↓

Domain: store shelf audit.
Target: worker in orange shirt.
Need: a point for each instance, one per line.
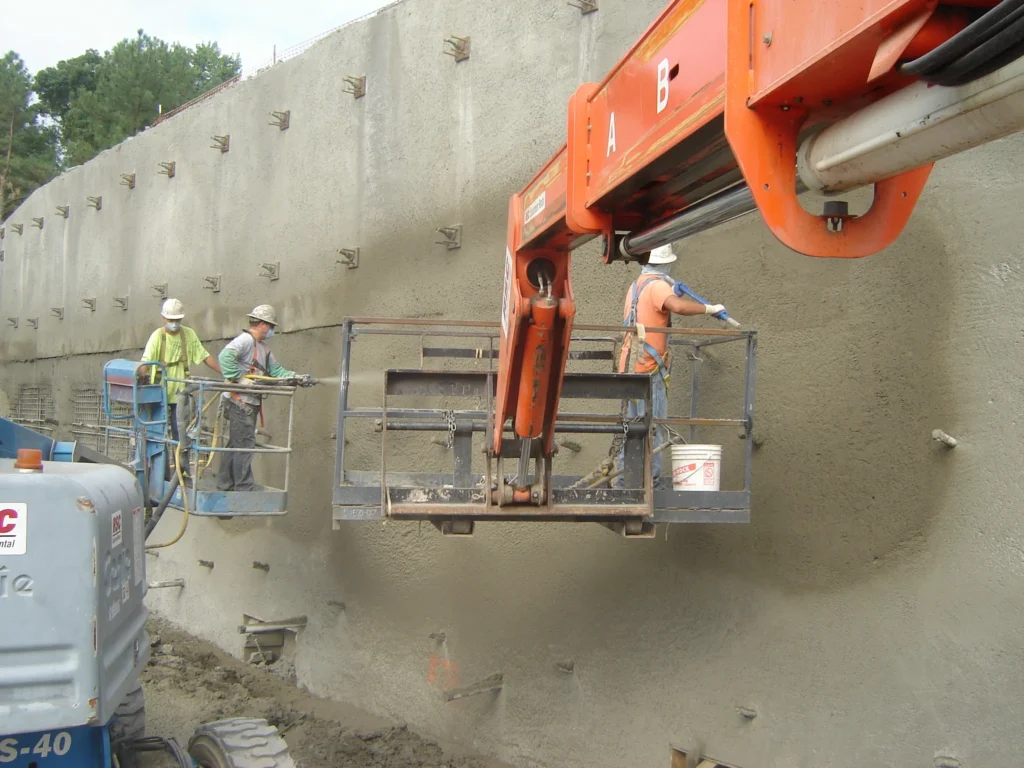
(650, 302)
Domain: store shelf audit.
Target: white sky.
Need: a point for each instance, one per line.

↑

### Work instruction
Extract every line from the one containing "Target: white sky." through the last line of the data, inclusive, exactly as written.

### Result for this task
Target: white sky.
Need: a point for each instance, one per line.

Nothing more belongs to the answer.